_Task objective_. Report each line from the data below that holds the word "paper".

+++ Data to use

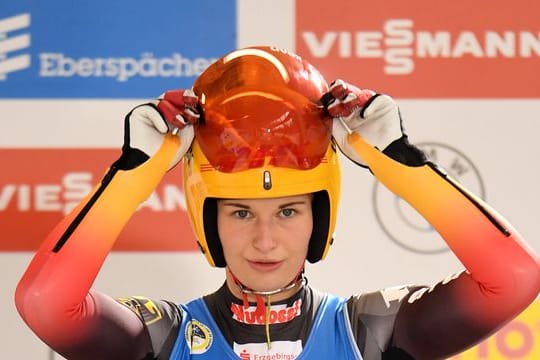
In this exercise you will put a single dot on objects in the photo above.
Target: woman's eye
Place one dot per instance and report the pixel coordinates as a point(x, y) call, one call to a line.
point(241, 214)
point(288, 212)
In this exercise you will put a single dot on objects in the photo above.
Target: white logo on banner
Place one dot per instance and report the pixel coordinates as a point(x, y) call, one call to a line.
point(398, 43)
point(9, 44)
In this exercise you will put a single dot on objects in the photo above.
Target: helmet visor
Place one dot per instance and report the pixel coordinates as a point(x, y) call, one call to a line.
point(250, 129)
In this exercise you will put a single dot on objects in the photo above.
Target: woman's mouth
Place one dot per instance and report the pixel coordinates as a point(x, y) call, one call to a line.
point(265, 266)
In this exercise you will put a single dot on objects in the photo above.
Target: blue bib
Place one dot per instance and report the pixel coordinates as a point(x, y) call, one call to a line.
point(330, 337)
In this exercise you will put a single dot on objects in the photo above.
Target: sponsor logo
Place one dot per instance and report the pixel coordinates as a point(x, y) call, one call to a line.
point(430, 50)
point(143, 306)
point(278, 313)
point(11, 44)
point(403, 225)
point(279, 350)
point(121, 69)
point(87, 52)
point(398, 44)
point(43, 185)
point(198, 337)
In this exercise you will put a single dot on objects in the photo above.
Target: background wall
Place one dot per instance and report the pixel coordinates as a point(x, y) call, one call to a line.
point(464, 74)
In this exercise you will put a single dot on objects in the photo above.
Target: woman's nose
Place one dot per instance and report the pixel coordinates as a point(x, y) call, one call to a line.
point(264, 236)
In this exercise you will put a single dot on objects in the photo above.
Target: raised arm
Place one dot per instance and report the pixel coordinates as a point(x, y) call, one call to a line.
point(54, 295)
point(502, 274)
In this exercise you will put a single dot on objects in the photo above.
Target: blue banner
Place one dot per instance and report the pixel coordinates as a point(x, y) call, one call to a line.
point(109, 49)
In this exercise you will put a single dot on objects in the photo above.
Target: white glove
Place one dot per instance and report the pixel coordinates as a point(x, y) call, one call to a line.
point(145, 126)
point(375, 117)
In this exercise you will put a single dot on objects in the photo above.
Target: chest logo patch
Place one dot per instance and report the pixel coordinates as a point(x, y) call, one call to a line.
point(198, 337)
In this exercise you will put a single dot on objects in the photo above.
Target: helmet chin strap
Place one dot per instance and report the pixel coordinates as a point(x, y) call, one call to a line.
point(263, 297)
point(299, 280)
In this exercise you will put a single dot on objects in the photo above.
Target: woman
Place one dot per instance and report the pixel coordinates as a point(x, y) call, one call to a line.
point(258, 135)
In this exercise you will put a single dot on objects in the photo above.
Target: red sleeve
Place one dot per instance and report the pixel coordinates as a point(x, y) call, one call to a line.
point(54, 297)
point(502, 274)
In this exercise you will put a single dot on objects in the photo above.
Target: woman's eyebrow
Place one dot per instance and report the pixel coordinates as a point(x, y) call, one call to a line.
point(233, 204)
point(292, 203)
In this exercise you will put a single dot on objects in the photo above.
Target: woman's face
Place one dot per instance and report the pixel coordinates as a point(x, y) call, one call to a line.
point(265, 241)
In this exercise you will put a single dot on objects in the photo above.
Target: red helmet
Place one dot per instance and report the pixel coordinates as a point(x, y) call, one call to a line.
point(263, 133)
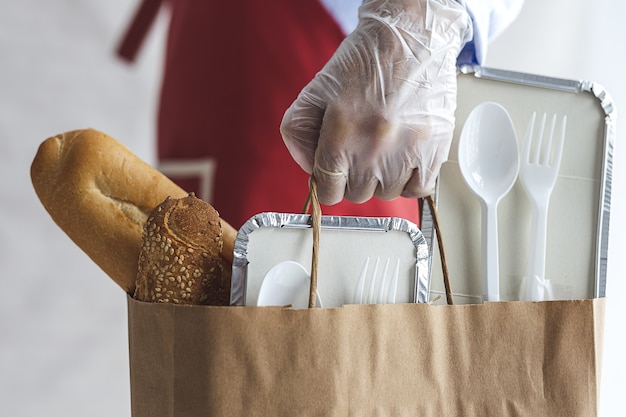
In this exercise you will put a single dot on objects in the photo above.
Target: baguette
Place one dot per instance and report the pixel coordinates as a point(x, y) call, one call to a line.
point(100, 194)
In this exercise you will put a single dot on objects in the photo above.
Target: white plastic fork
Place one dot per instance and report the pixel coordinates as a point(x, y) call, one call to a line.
point(377, 282)
point(541, 160)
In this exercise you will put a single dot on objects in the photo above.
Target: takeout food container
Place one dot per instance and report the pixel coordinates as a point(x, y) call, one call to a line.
point(346, 242)
point(580, 204)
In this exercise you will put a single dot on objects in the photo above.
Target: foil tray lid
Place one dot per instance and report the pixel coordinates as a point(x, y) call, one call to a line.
point(346, 242)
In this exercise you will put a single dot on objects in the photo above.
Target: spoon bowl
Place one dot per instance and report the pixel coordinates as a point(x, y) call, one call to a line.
point(489, 163)
point(284, 284)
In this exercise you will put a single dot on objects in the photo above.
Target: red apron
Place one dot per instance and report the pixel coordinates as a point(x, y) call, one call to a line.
point(231, 71)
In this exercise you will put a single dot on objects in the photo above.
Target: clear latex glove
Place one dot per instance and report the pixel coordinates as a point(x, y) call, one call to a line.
point(378, 118)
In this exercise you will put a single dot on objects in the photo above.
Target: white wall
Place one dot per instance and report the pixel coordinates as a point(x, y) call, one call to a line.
point(63, 342)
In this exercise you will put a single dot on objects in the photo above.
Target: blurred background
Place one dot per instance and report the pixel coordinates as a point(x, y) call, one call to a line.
point(63, 334)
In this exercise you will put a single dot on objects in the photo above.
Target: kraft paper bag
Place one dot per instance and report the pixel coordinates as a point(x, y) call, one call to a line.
point(496, 359)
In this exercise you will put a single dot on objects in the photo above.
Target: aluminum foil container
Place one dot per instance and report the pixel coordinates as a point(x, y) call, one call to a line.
point(345, 243)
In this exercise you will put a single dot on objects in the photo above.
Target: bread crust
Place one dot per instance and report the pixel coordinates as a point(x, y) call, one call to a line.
point(100, 194)
point(180, 258)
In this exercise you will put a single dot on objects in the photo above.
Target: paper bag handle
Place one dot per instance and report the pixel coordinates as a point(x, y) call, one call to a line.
point(313, 203)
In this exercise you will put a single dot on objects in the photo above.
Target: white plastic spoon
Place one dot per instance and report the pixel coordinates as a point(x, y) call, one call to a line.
point(286, 283)
point(489, 163)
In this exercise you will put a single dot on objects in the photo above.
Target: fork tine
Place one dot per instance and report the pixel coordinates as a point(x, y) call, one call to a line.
point(539, 147)
point(370, 296)
point(549, 155)
point(528, 138)
point(383, 282)
point(360, 286)
point(393, 287)
point(560, 142)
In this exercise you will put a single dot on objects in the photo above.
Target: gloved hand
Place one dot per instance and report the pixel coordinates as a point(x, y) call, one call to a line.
point(378, 118)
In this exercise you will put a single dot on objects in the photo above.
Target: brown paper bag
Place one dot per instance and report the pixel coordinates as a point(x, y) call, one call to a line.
point(496, 359)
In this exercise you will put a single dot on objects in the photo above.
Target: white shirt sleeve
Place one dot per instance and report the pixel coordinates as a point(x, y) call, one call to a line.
point(489, 19)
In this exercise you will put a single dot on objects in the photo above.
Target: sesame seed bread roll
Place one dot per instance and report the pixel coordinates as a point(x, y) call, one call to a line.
point(180, 258)
point(100, 194)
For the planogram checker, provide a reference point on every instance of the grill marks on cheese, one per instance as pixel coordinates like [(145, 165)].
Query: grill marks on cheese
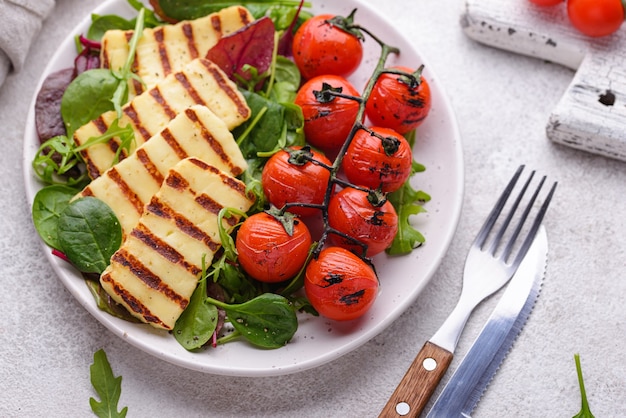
[(166, 49), (200, 82), (157, 268), (128, 186)]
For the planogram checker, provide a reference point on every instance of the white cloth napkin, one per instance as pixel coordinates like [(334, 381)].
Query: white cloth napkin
[(20, 22)]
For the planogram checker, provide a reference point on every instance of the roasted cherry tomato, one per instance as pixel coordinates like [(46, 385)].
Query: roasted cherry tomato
[(327, 118), (399, 102), (546, 3), (290, 177), (596, 17), (381, 159), (364, 216), (322, 46), (340, 285), (267, 252)]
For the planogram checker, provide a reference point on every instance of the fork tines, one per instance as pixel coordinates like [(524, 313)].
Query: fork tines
[(486, 230)]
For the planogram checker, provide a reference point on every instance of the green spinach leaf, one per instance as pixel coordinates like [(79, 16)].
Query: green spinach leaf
[(193, 9), (87, 97), (89, 233), (102, 23), (267, 321), (107, 386), (48, 205)]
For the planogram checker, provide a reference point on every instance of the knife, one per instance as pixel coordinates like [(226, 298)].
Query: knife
[(466, 386)]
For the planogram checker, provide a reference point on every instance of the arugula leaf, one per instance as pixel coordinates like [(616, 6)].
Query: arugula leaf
[(198, 321), (271, 127), (407, 201), (107, 386), (89, 233), (585, 412)]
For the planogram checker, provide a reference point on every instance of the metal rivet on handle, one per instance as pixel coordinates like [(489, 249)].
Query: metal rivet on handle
[(429, 364), (403, 408)]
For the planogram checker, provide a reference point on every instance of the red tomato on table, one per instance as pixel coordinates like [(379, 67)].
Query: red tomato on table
[(340, 285), (596, 17), (546, 3)]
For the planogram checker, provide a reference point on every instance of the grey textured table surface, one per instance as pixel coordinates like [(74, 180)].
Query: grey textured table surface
[(502, 102)]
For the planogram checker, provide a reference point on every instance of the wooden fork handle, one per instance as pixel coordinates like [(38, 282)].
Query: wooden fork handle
[(419, 382)]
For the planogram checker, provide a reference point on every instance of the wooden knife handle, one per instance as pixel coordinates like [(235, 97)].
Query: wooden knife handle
[(419, 382)]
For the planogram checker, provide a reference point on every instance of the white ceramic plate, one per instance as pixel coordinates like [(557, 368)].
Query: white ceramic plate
[(317, 341)]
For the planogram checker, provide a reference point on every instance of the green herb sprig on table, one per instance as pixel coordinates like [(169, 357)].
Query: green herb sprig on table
[(585, 412)]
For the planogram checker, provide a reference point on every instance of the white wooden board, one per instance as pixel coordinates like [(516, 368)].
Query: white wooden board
[(591, 115)]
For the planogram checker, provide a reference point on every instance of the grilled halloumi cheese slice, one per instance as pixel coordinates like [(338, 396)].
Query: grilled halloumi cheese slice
[(199, 82), (157, 268), (166, 49), (195, 132)]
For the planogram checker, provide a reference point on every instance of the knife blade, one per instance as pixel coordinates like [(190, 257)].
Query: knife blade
[(468, 383)]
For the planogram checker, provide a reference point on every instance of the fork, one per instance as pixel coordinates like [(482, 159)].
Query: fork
[(487, 269)]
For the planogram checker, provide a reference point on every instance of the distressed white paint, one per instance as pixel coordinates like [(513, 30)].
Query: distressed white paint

++++++

_Output below_.
Target: kraft paper bag
Target: paper bag handle
Target: brown paper bag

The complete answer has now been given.